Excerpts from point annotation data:
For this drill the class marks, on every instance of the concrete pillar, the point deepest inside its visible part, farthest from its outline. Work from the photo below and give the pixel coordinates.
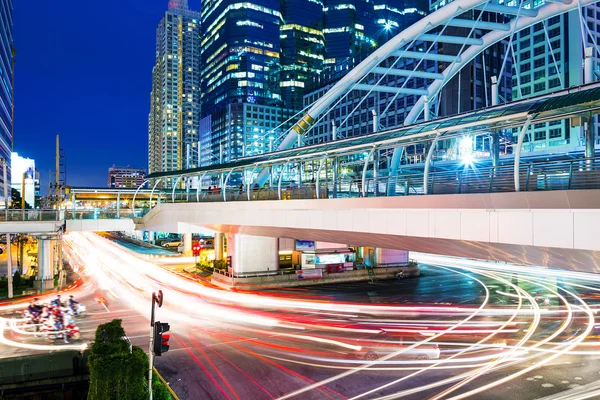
(218, 246)
(495, 97)
(46, 258)
(187, 244)
(253, 253)
(495, 149)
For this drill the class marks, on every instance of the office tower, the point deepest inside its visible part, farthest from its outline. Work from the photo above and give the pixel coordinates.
(125, 177)
(240, 53)
(302, 48)
(175, 97)
(393, 16)
(549, 58)
(23, 178)
(6, 90)
(349, 31)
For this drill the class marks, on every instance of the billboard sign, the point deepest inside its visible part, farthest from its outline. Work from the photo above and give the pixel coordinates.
(304, 274)
(305, 245)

» **WHAT THIS TASK INVOLVES**: Rewrite everything from the line containing "of the billboard" down to the end of the items, putting "edge" in place of "outline" and leaving the rest untouched.

» **FINISHED TASK**:
For this drill the class marks, on every instance of the billboard sign, the point deepest inside its visible part, farthest from its edge. Work from the photo above and give the pixel coordinates.
(304, 274)
(305, 245)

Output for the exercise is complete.